### Scopo dell'esercizio
Riporta parola per parola il tratto dell'articolo sulla sentenza della Cassazione che va da "Ai giudici della" fino a "Suprema Corte sì.", incluso quest'ultimo.

### Brano citato
◇ ◇ ◇ ◇ ◇ ◇ ◇
Gli omosessuali che vengono perseguitati nel proprio Paese di origine hanno automaticamente diritto alla protezione internazionale. A deciderlo è stata la sesta sezione civile della Cassazione che ha annullato una sentenza della Corte d'appello di Ancona che, non credendo al racconto di un nigeriano, gli aveva negato il riconoscimento dello status di rifugiato.
Ai giudici della Corte d'appello di Ancona, l'immigrato aveva raccontato che, "data l'estrema povertà in cui viveva, era stato indotto alla prostituzione" e che "la sua famiglia era stata uccisa dai parenti di un cliente" che "si era sentito male durante un incontro". Stando a quanto segnalato nell'istanza di protezione, i familiari del cliente avrebbero anche sporto denuncia alla polizia. Il nigeriano era comunque riuscito a sfuggire dall'arresto quando i poliziotti avevano fatto irruzione nel suo appartamento. "Poiché le minacce continuavano - aveva, quindi, raccontato ai giudici - aveva deciso di lasciare la Nigeria e di raggiungere l'Italia via mare". La Corte d'appello di Ancona non gli aveva creduto, la Suprema Corte sì.
"La sentenza impugnata - sottolineano gli 'alti' giudici - non ha valutato le difficili condizioni personali in cui egli si trovava al momento della narrazione, senza escludere la sostanziale verità del fatto consistente nella reazione violenta dei familiari di un cliente (dell'immigrato, ndr) che aveva portato all'uccisione dei propri familiari e a minacce nei suoi confronti". In questo modo, a detta della Cassazione, i giudici di merito non hanno valutato la sostanziale "coerenza e plausibilità" del racconto. "Non hanno valutato che l'omosessualità era considerata come reato in Nigeria - è l'accausa contenuta nell'ordinanza depositata oggi - è una grave ingerenza nella vita privata dei cittadini omosessuali, che compromette grandemente la loro libertà personale e li pone in una situazione oggettiva di pericolo, tale da giustificare la concessione della protezione internazionale".
◇ ◇ ◇ ◇ ◇ ◇ ◇
### Dati forniti
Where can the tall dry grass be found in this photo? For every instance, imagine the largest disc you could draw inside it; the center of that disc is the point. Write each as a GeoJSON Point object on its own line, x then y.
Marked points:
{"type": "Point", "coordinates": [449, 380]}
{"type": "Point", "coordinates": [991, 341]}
◇ ◇ ◇ ◇ ◇ ◇ ◇
### La risposta
Ai giudici della Corte d'appello di Ancona, l'immigrato aveva raccontato che, "data l'estrema povertà in cui viveva, era stato indotto alla prostituzione" e che "la sua famiglia era stata uccisa dai parenti di un cliente" che "si era sentito male durante un incontro". Stando a quanto segnalato nell'istanza di protezione, i familiari del cliente avrebbero anche sporto denuncia alla polizia. Il nigeriano era comunque riuscito a sfuggire dall'arresto quando i poliziotti avevano fatto irruzione nel suo appartamento. "Poiché le minacce continuavano - aveva, quindi, raccontato ai giudici - aveva deciso di lasciare la Nigeria e di raggiungere l'Italia via mare". La Corte d'appello di Ancona non gli aveva creduto, la Suprema Corte sì.